> _WHAT IS ASKED_:
1/ Using the SolaceIO.Write reference, give the passage again starting at "The topic does" and ending at "a Solace queue.", switching "pipeline" to "job".
2/ In the SolaceIO.Write reference, what is the default number of workers set by withNumShards?

> _EXCERPT_:
>>>>
Class SolaceIO.Write<T>

java.lang.Object
org.apache.beam.sdk.transforms.PTransform<PCollection<T>,SolaceOutput>
org.apache.beam.sdk.io.solace.SolaceIO.Write<T>
All Implemented Interfaces:
Serializable, HasDisplayData
Enclosing class:
SolaceIO

public abstract static class SolaceIO.Write<T> extends PTransform<PCollection<T>,SolaceOutput>
See Also:
  • Field Details

  • Constructor Details

    • Write

      public Write()
  • Method Details

    • to

      public SolaceIO.Write<T> to(Solace.Topic topic)
      Write to a Solace topic.

      The topic does not need to exist before launching the pipeline.

      This will write all records to the same topic, ignoring their destination field.

      Optional. If not specified, the connector will use dynamic destinations based on the destination field of Solace.Record.

    • to

      public SolaceIO.Write<T> to(Solace.Queue queue)
      Write to a Solace queue.

      The queue must exist prior to launching the pipeline.

      This will write all records to the same queue, ignoring their destination field.

      Optional. If not specified, the connector will use dynamic destinations based on the destination field of Solace.Record.

    • withNumShards

      public SolaceIO.Write<T> withNumShards(int numShards)
      The number of workers used by the job to write to Solace.

      This is optional, the default value is 20.

      This is the maximum value that the job would use, but depending on the amount of data, the actual number of writers may be lower than this value. With the Dataflow runner, the connector will as maximum this number of VMs in the job (but the job itself may use more VMs).

      Set this number taking into account the limits in the number of clients in your Solace cluster, and the need for performance when writing to Solace (more workers will achieve higher throughput).

    • withNumberOfClientsPerWorker

      public SolaceIO.Write<T> withNumberOfClientsPerWorker(int numberOfClientsPerWorker)
      The number of clients that each worker will create.

      This is optional, the default number is 4.
<<<<
> _EXCERPTED DATA_:
>>>>
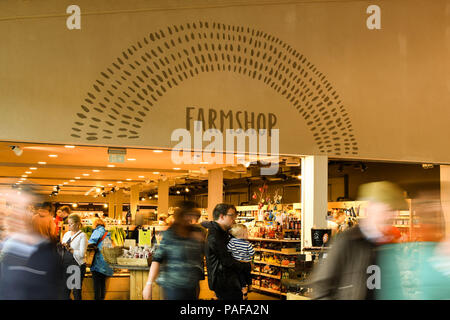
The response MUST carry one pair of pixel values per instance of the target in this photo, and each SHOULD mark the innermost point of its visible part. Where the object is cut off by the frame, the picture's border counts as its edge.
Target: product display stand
(138, 280)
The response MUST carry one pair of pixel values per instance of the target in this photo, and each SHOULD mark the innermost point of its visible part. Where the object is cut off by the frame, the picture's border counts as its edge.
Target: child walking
(242, 250)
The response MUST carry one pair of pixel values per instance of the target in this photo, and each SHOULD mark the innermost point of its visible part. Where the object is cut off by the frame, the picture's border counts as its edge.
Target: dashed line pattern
(125, 92)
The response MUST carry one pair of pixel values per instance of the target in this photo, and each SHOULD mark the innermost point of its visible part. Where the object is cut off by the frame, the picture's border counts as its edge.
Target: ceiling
(78, 169)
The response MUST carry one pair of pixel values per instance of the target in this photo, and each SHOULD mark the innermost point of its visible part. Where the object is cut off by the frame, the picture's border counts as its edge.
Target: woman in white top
(75, 242)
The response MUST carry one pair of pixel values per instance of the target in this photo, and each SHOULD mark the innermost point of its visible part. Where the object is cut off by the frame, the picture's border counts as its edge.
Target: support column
(134, 200)
(112, 205)
(119, 204)
(314, 196)
(445, 196)
(215, 190)
(163, 197)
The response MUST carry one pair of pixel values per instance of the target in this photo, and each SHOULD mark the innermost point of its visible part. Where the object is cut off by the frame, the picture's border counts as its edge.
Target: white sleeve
(82, 245)
(66, 237)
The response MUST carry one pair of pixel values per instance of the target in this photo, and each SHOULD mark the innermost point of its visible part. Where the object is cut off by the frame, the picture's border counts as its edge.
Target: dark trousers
(181, 293)
(99, 280)
(76, 292)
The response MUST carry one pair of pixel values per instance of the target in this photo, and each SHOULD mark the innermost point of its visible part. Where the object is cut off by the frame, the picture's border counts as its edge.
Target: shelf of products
(277, 252)
(268, 290)
(266, 275)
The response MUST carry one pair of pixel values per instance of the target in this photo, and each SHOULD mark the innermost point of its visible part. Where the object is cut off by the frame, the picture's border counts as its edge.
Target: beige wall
(391, 85)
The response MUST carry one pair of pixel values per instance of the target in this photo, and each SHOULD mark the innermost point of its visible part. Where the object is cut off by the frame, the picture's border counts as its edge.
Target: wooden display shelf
(268, 290)
(275, 240)
(266, 275)
(278, 252)
(315, 248)
(272, 264)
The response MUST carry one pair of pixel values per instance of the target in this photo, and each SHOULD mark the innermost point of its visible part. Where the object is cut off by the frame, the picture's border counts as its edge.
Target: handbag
(64, 252)
(92, 251)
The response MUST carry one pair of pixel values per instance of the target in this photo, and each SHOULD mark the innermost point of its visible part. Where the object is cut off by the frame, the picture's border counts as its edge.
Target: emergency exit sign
(117, 155)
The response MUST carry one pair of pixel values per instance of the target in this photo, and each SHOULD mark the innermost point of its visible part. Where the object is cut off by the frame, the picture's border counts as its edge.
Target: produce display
(118, 236)
(144, 252)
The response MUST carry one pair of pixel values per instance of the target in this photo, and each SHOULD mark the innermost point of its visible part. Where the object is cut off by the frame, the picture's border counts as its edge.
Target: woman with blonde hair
(75, 242)
(100, 269)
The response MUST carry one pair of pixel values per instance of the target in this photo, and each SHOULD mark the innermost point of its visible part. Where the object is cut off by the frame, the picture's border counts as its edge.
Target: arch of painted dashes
(124, 93)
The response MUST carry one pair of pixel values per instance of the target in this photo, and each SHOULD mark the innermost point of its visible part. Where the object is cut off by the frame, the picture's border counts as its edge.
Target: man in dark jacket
(223, 270)
(348, 272)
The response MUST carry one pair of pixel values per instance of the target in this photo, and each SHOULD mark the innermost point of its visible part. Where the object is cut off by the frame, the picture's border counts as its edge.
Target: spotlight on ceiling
(17, 150)
(363, 167)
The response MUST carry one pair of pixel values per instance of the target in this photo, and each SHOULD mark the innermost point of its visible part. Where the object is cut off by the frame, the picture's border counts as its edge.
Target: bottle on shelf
(153, 241)
(128, 217)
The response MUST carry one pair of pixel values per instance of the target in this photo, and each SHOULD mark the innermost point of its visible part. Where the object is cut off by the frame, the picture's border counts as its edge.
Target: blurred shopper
(223, 270)
(242, 250)
(100, 269)
(75, 244)
(31, 267)
(345, 271)
(43, 222)
(61, 218)
(177, 264)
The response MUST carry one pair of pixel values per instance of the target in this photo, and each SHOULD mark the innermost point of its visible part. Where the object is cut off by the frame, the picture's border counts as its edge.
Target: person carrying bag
(73, 250)
(100, 269)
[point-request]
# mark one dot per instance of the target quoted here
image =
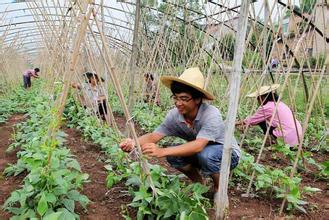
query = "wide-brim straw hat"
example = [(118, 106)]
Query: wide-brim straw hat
[(191, 77), (263, 90)]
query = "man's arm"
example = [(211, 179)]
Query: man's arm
[(128, 144), (183, 150)]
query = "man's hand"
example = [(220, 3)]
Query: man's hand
[(127, 144), (151, 149), (240, 125)]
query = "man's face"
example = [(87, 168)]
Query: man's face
[(185, 103)]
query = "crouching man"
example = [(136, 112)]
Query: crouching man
[(198, 123)]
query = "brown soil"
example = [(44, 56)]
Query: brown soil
[(106, 203), (8, 184)]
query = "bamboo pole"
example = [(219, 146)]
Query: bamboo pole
[(222, 199), (133, 60), (60, 102), (305, 125), (113, 75)]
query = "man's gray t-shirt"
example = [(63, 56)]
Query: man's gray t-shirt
[(208, 124)]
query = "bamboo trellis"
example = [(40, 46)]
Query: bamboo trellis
[(168, 41)]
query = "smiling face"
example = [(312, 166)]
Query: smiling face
[(186, 105)]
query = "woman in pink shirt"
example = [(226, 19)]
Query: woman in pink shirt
[(283, 125), (27, 76)]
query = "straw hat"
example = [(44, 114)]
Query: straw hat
[(263, 90), (191, 77)]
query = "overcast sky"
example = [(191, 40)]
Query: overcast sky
[(30, 37)]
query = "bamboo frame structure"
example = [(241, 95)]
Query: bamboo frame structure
[(68, 39)]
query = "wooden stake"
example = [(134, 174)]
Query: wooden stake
[(222, 199)]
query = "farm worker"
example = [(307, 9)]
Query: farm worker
[(198, 123), (150, 89), (283, 125), (27, 76), (93, 94)]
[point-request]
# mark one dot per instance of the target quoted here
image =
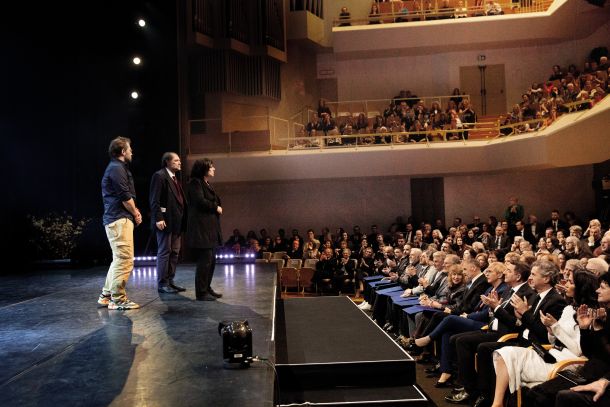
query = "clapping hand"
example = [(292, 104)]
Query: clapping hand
[(492, 300), (547, 319), (584, 316), (519, 305)]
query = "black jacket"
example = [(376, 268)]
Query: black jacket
[(472, 296), (165, 203), (203, 227), (507, 321)]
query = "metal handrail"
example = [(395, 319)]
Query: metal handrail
[(396, 138), (421, 14)]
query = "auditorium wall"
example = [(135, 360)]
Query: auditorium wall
[(345, 202), (439, 73), (538, 191)]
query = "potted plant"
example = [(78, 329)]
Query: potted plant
[(54, 236)]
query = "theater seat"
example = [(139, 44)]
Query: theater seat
[(289, 278), (310, 263), (296, 263), (305, 276)]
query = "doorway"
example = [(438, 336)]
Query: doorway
[(485, 85)]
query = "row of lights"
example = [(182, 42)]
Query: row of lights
[(136, 60), (232, 256)]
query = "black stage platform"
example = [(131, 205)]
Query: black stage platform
[(58, 348), (329, 352)]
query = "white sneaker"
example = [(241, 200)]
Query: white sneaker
[(362, 304), (122, 305), (104, 299)]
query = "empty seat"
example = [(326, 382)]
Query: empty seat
[(289, 278), (296, 263), (305, 276), (311, 263), (278, 255)]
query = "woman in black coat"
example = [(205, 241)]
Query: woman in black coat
[(203, 234)]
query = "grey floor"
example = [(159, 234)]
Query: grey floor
[(57, 347)]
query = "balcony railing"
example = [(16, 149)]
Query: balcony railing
[(268, 133), (415, 10)]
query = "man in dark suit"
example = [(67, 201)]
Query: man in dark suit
[(503, 321), (168, 220), (500, 242), (476, 285), (543, 278), (556, 223), (203, 232), (533, 230)]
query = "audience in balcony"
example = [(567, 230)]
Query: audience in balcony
[(493, 8), (539, 106), (374, 15), (460, 10), (344, 17)]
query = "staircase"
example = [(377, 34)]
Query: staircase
[(486, 128)]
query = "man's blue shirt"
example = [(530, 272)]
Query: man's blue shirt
[(117, 187)]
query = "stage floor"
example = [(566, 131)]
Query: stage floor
[(59, 348)]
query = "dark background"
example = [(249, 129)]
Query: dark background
[(66, 78)]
<<<<
> _TASK RESPONSES_:
1/
The topic does not need to exist before launching the job.

      This will write all records to the same topic, ignoring their destination field.

      Optional. If not specified, the connector will use dynamic destinations based on the destination field of Solace.Record.

    • to

      public SolaceIO.Write<T> to(Solace.Queue queue)
      Write to a Solace queue.

2/ The default value is 20.